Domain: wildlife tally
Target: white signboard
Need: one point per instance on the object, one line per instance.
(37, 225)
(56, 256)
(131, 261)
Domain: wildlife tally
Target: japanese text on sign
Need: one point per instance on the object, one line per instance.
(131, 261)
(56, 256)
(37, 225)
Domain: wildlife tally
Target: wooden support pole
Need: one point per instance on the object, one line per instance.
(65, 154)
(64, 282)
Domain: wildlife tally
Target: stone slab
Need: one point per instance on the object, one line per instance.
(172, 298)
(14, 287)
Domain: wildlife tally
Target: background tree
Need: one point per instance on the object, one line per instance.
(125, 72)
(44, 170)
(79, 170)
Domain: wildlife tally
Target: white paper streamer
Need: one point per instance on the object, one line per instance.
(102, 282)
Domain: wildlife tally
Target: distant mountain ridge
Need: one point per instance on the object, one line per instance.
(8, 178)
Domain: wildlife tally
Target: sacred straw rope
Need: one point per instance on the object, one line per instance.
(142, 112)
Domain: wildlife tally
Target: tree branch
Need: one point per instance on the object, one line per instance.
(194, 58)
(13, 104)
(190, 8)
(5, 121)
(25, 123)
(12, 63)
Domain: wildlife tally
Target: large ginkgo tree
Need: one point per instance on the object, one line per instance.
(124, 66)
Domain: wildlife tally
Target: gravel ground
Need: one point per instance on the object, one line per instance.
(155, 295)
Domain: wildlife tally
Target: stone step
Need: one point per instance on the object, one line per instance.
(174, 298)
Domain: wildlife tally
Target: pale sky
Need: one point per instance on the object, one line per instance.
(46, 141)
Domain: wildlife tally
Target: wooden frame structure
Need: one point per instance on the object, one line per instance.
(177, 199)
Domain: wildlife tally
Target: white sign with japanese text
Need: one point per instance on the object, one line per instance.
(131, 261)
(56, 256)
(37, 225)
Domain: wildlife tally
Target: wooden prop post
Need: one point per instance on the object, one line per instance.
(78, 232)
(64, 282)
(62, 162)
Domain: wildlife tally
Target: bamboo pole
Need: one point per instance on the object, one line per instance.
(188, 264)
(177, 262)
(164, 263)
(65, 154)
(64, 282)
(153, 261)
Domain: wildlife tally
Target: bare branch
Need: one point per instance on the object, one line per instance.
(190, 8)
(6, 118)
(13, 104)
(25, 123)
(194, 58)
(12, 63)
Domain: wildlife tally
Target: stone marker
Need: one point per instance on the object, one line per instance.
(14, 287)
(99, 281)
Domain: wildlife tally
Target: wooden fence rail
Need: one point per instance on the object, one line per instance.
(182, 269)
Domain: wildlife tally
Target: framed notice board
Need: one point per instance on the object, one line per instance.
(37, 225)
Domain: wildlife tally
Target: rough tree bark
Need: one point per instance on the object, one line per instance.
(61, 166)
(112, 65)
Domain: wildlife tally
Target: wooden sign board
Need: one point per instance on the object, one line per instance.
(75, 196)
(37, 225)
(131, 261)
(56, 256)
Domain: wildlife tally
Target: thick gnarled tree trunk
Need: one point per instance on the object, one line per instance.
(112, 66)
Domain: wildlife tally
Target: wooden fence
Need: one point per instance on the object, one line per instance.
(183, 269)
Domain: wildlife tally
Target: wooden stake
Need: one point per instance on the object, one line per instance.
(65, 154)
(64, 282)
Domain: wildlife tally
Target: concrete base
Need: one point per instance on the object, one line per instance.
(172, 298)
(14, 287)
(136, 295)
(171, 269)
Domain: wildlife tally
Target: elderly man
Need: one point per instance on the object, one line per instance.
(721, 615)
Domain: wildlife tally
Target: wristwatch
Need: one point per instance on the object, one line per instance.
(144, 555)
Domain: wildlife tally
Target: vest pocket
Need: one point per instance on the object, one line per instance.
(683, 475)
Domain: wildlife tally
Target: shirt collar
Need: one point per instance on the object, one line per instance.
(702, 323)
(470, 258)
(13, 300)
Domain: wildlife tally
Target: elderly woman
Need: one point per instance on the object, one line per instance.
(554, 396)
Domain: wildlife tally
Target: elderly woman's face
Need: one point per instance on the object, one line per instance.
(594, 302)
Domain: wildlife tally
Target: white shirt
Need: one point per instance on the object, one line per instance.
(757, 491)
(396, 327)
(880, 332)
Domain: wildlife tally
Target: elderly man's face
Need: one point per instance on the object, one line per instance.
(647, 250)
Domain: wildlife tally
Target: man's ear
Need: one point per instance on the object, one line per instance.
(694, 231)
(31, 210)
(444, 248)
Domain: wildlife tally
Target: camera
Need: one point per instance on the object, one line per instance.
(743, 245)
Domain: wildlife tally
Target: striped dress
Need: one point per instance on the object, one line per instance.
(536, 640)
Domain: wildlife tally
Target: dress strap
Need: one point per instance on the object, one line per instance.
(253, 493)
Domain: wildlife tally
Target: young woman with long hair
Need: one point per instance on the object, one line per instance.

━━━━

* **PROBLEM TO WORK ON**
Starting at the line above that contains "Target: concrete base", write out each line exactly until the line that contains "Target: shirt collar" has been written, and stop there.

* **RESPONSE BELOW**
Target: concrete base
Need: one point per instance on the object, one line per instance.
(172, 298)
(14, 287)
(136, 295)
(171, 269)
Domain: wildlife tally
Target: elderly man
Need: one point per instance on the object, one line per instance.
(721, 615)
Domain: wildlife tally
Target: wristwatch
Need: one point per instance on the object, one line per instance.
(144, 555)
Domain: wildlife tally
Target: vest pocket
Need: one point per instance on the object, one line per instance.
(683, 475)
Domain: wildlife tally
Target: shirt collar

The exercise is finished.